TASK DESCRIPTION: Retype the profile of Exeter's economy and city council word for word.

Exeter City Council: Exeter Success Story - Richard Ball

Exeter is an ancient cathedral city with an extremely modern outlook and a successful broad-based economy. As Richard Ball explains, it has a city council that is fully focused on the needs of existing businesses as well as the requirements of companies considering moving themselves to an exceptional business location.

Exeter has become home to a wide range of important businesses, including Reuters, The Met Office, EDF Energy and Friends Provident's pensions operation. It has established itself as a light manufacturing, service industry and a centre for research, with a strong science base, due in no small measure to its strong business links with the University of Exeter.

The university's £80 million science strategy in science, medicine and engineering has been designed to turn its world-class academic research into marketable products and services. It is guided by an inter-disciplinary approach that is addressing some big issues in, for example, climate change, systems biology and functional materials. This work is deliberately breaking down the barriers between academic schools.

The university is also leading a visionary £14 million research partnership with Bristol and Bath universities and ten other local higher education institutions to boost research in areas of economic importance to the region. Backed by the South West of England Regional Development Agency and The Higher Education Funding Council for England, Great Western Research has created new research opportunities including PhD studentships in cognitive neuroscience, economic psychology, materials research, nanotechnology and sustainability.

THE DATA:
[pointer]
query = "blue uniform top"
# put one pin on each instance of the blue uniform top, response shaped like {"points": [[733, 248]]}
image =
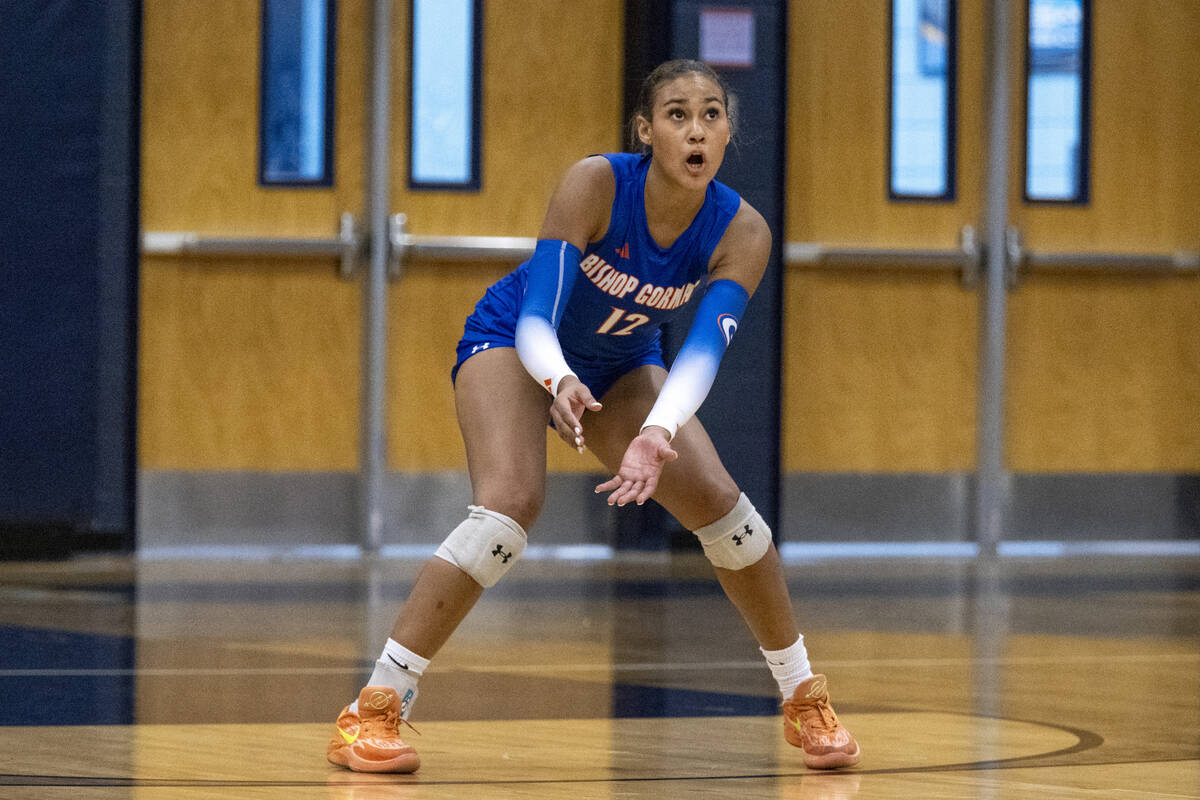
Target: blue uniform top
{"points": [[628, 286]]}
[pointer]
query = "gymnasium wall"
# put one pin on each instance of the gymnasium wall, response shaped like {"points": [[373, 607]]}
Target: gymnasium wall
{"points": [[252, 367], [881, 368]]}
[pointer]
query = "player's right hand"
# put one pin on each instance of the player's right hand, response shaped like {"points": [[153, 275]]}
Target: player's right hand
{"points": [[567, 410]]}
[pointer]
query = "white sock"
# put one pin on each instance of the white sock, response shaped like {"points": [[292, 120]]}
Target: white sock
{"points": [[790, 667], [400, 668]]}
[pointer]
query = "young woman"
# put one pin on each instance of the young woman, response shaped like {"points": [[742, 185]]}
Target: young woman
{"points": [[627, 241]]}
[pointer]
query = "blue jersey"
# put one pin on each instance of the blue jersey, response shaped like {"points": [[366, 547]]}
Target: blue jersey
{"points": [[628, 286]]}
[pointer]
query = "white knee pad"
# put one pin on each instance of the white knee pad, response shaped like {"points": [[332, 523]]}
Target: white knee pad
{"points": [[738, 539], [485, 546]]}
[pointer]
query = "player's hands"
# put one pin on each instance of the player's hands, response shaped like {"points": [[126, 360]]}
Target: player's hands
{"points": [[567, 410], [640, 469]]}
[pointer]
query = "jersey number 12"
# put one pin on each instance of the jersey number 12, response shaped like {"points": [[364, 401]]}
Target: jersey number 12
{"points": [[618, 314]]}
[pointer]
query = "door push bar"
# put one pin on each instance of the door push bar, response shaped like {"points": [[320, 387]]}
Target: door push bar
{"points": [[349, 248]]}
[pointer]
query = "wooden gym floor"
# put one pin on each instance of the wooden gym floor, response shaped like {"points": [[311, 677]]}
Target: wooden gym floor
{"points": [[630, 678]]}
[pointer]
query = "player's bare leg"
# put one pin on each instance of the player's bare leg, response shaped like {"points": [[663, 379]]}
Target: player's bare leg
{"points": [[502, 415]]}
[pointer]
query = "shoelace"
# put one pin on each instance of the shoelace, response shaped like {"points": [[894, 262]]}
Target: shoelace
{"points": [[825, 714], [390, 721]]}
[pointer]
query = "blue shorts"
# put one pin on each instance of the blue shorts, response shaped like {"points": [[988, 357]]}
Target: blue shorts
{"points": [[493, 324]]}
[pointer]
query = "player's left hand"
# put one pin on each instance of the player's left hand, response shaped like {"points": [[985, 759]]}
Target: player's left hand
{"points": [[640, 468], [567, 410]]}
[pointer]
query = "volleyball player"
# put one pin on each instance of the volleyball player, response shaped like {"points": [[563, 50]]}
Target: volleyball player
{"points": [[571, 338]]}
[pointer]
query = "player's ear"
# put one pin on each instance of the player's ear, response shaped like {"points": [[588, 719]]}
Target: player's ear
{"points": [[643, 131]]}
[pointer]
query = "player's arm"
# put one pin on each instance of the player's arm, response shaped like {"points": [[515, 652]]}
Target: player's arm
{"points": [[577, 214], [737, 266]]}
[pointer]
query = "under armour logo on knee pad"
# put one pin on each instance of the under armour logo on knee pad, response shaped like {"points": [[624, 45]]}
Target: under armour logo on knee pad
{"points": [[738, 537]]}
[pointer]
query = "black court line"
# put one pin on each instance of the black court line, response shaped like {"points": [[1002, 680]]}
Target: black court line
{"points": [[1086, 740]]}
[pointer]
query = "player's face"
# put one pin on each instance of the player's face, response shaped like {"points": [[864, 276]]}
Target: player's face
{"points": [[689, 130]]}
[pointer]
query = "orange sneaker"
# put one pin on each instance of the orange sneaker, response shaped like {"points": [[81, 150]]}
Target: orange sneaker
{"points": [[369, 741], [810, 723]]}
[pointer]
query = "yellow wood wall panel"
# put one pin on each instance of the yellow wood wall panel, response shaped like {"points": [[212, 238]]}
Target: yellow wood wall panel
{"points": [[1104, 372], [879, 370], [838, 131], [245, 373], [551, 95], [243, 364], [1145, 172], [879, 376]]}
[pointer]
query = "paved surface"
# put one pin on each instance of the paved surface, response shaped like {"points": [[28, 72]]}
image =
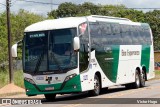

EXPECTED OUTPUT:
Exeter City Council: Exeter Success Story - Richard Ball

Exeter is an ancient cathedral city with an extremely modern outlook and a successful broad-based economy. As Richard Ball explains, it has a city council that is fully focused on the needs of existing businesses as well as the requirements of companies considering moving themselves to an exceptional business location.

Exeter has become home to a wide range of important businesses, including Reuters, The Met Office, EDF Energy and Friends Provident's pensions operation. It has established itself as a light manufacturing, service industry and a centre for research, with a strong science base, due in no small measure to its strong business links with the University of Exeter.

The university's £80 million science strategy in science, medicine and engineering has been designed to turn its world-class academic research into marketable products and services. It is guided by an inter-disciplinary approach that is addressing some big issues in, for example, climate change, systems biology and functional materials. This work is deliberately breaking down the barriers between academic schools.

The university is also leading a visionary £14 million research partnership with Bristol and Bath universities and ten other local higher education institutions to boost research in areas of economic importance to the region. Backed by the South West of England Regional Development Agency and The Higher Education Funding Council for England, Great Western Research has created new research opportunities including PhD studentships in cognitive neuroscience, economic psychology, materials research, nanotechnology and sustainability.